
[23] The harms the Hague Convention seeks to remedy are evident. International child abductions have serious consequences for the children abducted and the parents left behind. The children are removed from their home environments and often from contact with the other parents. They may be transplanted into a culture with which they have no prior ties, with different social structures, school systems, and sometimes languages. Dueling custody battles waged in different countries may follow, delaying resolution of custody issues. None of this is good for children or parents.

[24] The Hague Convention is aimed at enforcing custody rights and securing the prompt return of wrongfully removed or retained children to their country of habitual residence: see Article 1; Thomson v. Thomson, 1994 CanLII 26 (SCC), [1994] 3 S.C.R. 551, at pp. 579-81. The return order is not a custody determination: Article 19. It is simply an order designed to restore the status quo which existed before the wrongful removal or retention, and to deprive the “wrongful” parent of any advantage that might otherwise be gained by the abduction. Its purpose is to return the child to the jurisdiction which is most appropriate for the determination of custody and access.

[25] Prompt return serves three related purposes. First, it protects against the harmful effects of wrongful removal or retention: see R. Schuz, The Hague Child Abduction Convention: A Critical Analysis (2013), at p. 96; E. Gallagher, “A House Is Not (Necessarily) a Home: A Discussion of the Common Law Approach to Habitual Residence” (2015), 47 N.Y.U.J. Int’l L. & Pol. 463, at p. 465; Thomson, at p. 559; Re B. (A Minor) (Abduction), [1994] 2 F.L.R. 249 (E.W.C.A.), at p. 260.

[26] Second, it deters parents from abducting the child in the hope that they will be able to establish links in a new country that might ultimately award them custody: see E. Pérez-Vera, “Explanatory Report”, in Acts and Documents of the Fourteenth Session (1980), t. III, Child Abduction (1981),[2] at p. 429; see also W. (V.) v. S. (D.), 1996 CanLII 192 (SCC), [1996] 2 S.C.R. 108, at para. 36; Gallagher, at p. 465; A. M. Greene, “Seen and Not Heard?: Children’s Objections Under the Hague Convention on International Child Abduction” (2005), 13 U. Miami Int’l & Comp. L. Rev. 105, at pp. 111-12.

TASK TO CARRY OUT: Copy the Hague Convention passage, everything from "[26] Second, it" down to "at pp. 111-12.", and swap "abducting" for "removing". The items play no part in this.

PROVIDED INFORMATION:
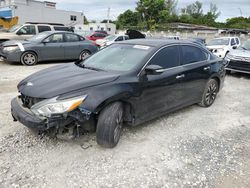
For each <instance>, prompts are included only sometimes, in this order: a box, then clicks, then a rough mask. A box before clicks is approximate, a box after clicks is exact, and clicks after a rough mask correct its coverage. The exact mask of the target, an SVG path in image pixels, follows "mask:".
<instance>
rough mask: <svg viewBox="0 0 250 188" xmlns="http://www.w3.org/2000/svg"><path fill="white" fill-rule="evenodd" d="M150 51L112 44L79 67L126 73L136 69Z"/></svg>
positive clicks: (124, 44)
mask: <svg viewBox="0 0 250 188" xmlns="http://www.w3.org/2000/svg"><path fill="white" fill-rule="evenodd" d="M150 50H151V47H149V46H141V45H128V44H114V45H111V46H110V47H107V48H104V49H103V50H101V51H99V52H98V53H96V54H94V55H93V56H91V57H89V58H88V59H87V60H85V61H83V62H82V63H81V65H82V66H83V67H86V68H88V67H90V68H94V69H99V70H104V71H119V72H126V71H130V70H132V69H133V68H134V67H136V66H137V65H138V64H139V63H140V62H141V61H142V60H143V59H144V58H145V57H146V55H147V54H148V53H149V51H150Z"/></svg>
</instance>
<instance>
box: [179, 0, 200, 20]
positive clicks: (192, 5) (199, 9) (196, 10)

ANSWER TO THE PROBLEM:
[26] Second, it deters parents from removing the child in the hope that they will be able to establish links in a new country that might ultimately award them custody: see E. Pérez-Vera, “Explanatory Report”, in Acts and Documents of the Fourteenth Session (1980), t. III, Child Abduction (1981),[2] at p. 429; see also W. (V.) v. S. (D.), 1996 CanLII 192 (SCC), [1996] 2 S.C.R. 108, at para. 36; Gallagher, at p. 465; A. M. Greene, “Seen and Not Heard?: Children’s Objections Under the Hague Convention on International Child Abduction” (2005), 13 U. Miami Int’l & Comp. L. Rev. 105, at pp. 111-12.